• [Source excerpt]:
==*==

Nonetheless, and this is my second point, we can make some very general ontological claims about what objects must be like for translation to be possible. Hopefully these theses somewhat address Nate’s question. My tendency at present is to think of translation in terms of information theory. This should come as no surprise as the ontic principle is, in many respects, adapted from Bateson’s definition of information as “the difference that makes a difference.” So how should this be understood?
First, the concept of information is to be distinguished from that of noise. Information, as a difference that makes a difference, is something that stands out in contrast to noise. If, for example, a student in an introductory philosophy course has great difficulty reading Derrida’s essay “Differance”, this is not because the text is difficult or poorly written, but because the student, having just come to philosophy for the first time, lacks the background in philosophy that would allow the student to encounter the elements of the text as information. Everything in the essay seems significant and as a result it all becomes noise insofar as nothing can be distinguished in the essay by the student. Information can thus be thought in Gestalt terms as a relation between what leaps into the foreground (information) and what passes into the background (noise).
It’s important to note that for self-reflexive intentional objects like students, this relationship between foreground is a dynamic, not fixed, relation. Not only can these systems evolve such that elements that before were mere noise can take on the status of information, but also relations between foreground and background can shift back and forth, such that something that a moment ago belonged to the domain of noise now comes to the fore as information or a difference that makes a difference.
Second, and of great importance, it should be noted that information and noise are not ontological properties of the world, but are object-specific properties. There is no information “out there” in and of itself. Rather, objects “constitute” information for themselves. The idea that information exists “out there” and not simply for an object constitutes a sort of transcendental illusion within ontology that I’ll have to write about in the future. To put this point differently, information is only information for an object. Likewise, noise is only noise for an object. It is not the world that is disordered or chaotic, but rather the world for an object that is disordered or chaotic. Here I am drawing on the manner in which information is thought by systems theory and autopoietic theory.
Third, objects are only selectively open to other objects in the world. Take the example of sitting at a coffee shop with friends. All sorts of things recede into the background in this situation: the actions of the staff, the conversations of other people, the traffic that could be discerned through the window, the talking head babbling away on the television, the music playing in the background, etc. In this scenario we only share selective relations to the world about us. The rest largely disappears until another shift takes place in relations between foreground and background.

==*==

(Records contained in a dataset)
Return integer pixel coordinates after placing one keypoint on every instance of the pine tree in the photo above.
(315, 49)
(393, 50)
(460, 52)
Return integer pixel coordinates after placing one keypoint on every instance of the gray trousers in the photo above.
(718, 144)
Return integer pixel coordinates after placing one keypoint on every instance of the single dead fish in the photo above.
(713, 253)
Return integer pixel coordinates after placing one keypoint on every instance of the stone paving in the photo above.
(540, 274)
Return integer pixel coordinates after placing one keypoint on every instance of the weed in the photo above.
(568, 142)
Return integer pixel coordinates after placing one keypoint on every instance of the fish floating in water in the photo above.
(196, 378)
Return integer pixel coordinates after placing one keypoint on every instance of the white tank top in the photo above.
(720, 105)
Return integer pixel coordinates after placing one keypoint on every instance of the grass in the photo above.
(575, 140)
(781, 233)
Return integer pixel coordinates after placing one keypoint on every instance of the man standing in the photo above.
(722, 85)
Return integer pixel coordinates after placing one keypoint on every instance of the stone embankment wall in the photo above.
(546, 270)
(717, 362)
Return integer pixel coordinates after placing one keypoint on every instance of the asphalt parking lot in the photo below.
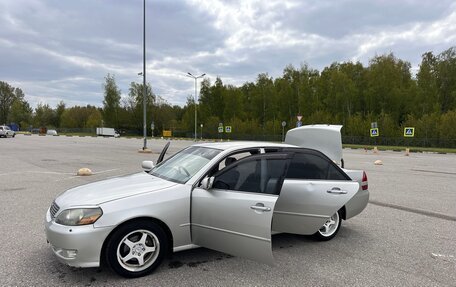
(405, 237)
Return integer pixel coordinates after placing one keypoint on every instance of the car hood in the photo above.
(325, 138)
(112, 189)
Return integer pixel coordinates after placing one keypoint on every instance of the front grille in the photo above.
(54, 209)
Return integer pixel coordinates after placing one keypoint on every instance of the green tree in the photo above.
(20, 113)
(8, 95)
(44, 115)
(111, 102)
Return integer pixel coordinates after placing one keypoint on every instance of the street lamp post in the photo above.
(196, 96)
(144, 77)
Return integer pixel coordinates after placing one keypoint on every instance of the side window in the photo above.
(242, 177)
(311, 166)
(261, 175)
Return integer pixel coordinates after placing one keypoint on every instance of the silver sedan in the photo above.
(227, 196)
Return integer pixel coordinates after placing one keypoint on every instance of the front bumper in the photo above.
(77, 246)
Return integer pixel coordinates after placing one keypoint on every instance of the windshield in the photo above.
(185, 164)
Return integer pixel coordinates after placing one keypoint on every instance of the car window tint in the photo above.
(259, 175)
(308, 166)
(275, 173)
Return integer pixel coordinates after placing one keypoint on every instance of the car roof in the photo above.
(235, 145)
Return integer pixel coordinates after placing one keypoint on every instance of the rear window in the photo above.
(311, 166)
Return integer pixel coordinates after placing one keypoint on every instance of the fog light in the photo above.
(65, 253)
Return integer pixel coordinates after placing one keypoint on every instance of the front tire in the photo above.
(136, 249)
(330, 228)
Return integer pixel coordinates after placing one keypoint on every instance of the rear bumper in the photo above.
(357, 204)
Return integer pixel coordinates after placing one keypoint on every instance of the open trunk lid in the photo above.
(325, 138)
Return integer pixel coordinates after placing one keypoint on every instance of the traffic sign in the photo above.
(409, 132)
(374, 132)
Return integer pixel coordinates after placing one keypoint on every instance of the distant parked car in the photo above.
(5, 131)
(52, 133)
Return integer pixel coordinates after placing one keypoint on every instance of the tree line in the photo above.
(385, 91)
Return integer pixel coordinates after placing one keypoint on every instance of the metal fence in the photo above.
(381, 141)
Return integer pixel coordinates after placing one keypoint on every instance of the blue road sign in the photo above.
(374, 132)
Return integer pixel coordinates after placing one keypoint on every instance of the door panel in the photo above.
(304, 205)
(237, 223)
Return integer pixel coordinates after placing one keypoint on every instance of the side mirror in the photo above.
(147, 165)
(207, 182)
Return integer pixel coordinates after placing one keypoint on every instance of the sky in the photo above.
(58, 50)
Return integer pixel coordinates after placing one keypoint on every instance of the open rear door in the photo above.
(235, 215)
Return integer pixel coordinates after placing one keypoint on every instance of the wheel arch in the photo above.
(343, 212)
(166, 229)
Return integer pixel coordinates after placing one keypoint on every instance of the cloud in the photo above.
(62, 50)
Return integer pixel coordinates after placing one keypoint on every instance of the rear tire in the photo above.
(136, 249)
(329, 230)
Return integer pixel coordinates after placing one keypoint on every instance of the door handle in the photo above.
(261, 208)
(336, 190)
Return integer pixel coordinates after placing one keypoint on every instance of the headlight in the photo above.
(79, 216)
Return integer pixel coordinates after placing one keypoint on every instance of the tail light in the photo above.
(364, 185)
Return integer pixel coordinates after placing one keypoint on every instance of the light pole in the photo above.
(196, 96)
(144, 77)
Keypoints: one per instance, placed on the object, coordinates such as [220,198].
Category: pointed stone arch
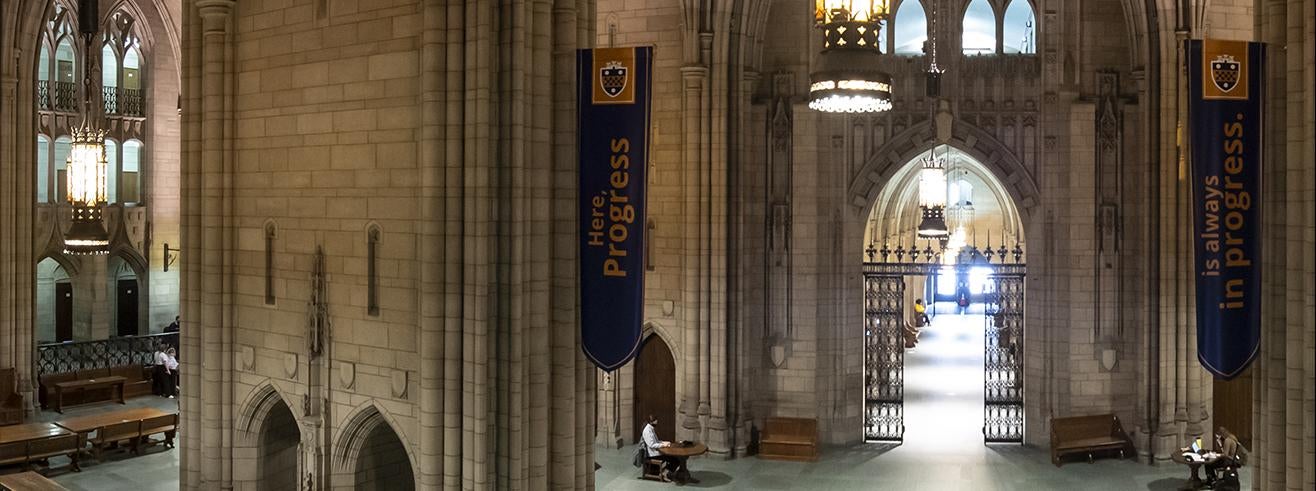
[1004,166]
[355,433]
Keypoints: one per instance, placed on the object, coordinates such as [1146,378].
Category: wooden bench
[37,442]
[113,382]
[790,439]
[28,481]
[1088,435]
[132,427]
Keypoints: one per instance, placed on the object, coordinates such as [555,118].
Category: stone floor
[942,448]
[154,469]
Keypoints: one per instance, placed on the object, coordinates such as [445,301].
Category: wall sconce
[167,258]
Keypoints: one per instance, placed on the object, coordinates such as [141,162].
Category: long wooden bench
[1088,435]
[37,442]
[790,439]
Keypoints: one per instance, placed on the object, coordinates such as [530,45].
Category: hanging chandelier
[87,163]
[846,75]
[932,196]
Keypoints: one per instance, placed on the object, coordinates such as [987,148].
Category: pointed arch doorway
[654,388]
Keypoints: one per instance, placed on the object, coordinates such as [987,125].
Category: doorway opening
[654,388]
[944,315]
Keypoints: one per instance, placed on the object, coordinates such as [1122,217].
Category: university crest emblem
[1224,73]
[612,78]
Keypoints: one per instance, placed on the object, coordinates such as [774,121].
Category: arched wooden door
[656,388]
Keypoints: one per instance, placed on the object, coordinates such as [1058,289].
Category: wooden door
[126,299]
[63,311]
[1232,407]
[656,388]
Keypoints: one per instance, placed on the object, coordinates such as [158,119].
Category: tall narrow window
[373,271]
[979,28]
[910,28]
[42,169]
[130,178]
[111,171]
[269,263]
[1019,30]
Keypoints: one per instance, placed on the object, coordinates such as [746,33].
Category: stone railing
[58,357]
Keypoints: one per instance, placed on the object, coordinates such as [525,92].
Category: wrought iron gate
[883,340]
[883,353]
[1003,357]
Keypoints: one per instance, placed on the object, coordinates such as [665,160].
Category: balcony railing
[59,357]
[63,96]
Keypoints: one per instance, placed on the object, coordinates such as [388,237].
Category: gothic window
[269,263]
[130,171]
[121,69]
[42,169]
[1019,30]
[910,28]
[111,170]
[979,28]
[373,271]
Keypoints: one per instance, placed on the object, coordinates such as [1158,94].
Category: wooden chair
[166,424]
[1088,435]
[11,403]
[51,446]
[790,439]
[115,433]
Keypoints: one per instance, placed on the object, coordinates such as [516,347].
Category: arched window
[130,180]
[910,28]
[1019,30]
[111,170]
[62,146]
[42,169]
[979,28]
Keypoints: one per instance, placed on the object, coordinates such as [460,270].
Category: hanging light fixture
[86,190]
[932,196]
[846,75]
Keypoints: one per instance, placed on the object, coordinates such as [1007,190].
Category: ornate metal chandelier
[846,75]
[87,163]
[932,196]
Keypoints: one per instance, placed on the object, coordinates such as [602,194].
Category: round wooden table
[683,453]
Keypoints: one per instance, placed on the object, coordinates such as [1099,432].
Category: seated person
[673,466]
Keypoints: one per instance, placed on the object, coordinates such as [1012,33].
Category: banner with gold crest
[613,87]
[1225,91]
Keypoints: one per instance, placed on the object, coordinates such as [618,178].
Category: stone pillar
[208,236]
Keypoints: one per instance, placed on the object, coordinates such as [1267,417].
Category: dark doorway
[1232,406]
[63,311]
[126,300]
[656,388]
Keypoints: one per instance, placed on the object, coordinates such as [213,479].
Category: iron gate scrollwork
[883,352]
[1003,357]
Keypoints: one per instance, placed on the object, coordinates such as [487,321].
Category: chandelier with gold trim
[846,77]
[86,192]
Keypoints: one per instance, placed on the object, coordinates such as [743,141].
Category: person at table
[653,444]
[171,365]
[161,378]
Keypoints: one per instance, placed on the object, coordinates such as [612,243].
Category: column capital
[215,13]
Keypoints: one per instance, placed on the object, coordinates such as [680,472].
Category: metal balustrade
[59,357]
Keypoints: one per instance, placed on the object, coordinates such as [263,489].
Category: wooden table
[30,431]
[684,453]
[87,424]
[100,382]
[29,481]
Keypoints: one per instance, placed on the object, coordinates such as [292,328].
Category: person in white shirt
[674,467]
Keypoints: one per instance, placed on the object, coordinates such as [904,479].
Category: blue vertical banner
[613,86]
[1225,90]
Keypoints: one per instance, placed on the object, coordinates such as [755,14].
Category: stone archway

==*==

• [Tasks to carry out]:
1 > Print the part of the excerpt on information and noise between "Third, objects are" and "foreground and background.", inclusive.
2 > Summarize the excerpt on information and noise in two sentences.
The lines aren't needed for anything here.

• [Task-by-task answers]:
1 >
Third, objects are only selectively open to other objects in the world. Take the example of sitting at a coffee shop with friends. All sorts of things recede into the background in this situation: the actions of the staff, the conversations of other people, the traffic that could be discerned through the window, the talking head babbling away on the television, the music playing in the background, etc. In this scenario we only share selective relations to the world about us. The rest largely disappears until another shift takes place in relations between foreground and background.

2 > Information, understood as a difference that makes a difference, stands out in the foreground against background noise, and for self-reflexive objects like students this relation between foreground and background can shift. Information and noise are not properties of the world in itself but exist only for a particular object, and objects are only selectively open to other objects, as when most of a coffee shop recedes into the background while one sits with friends.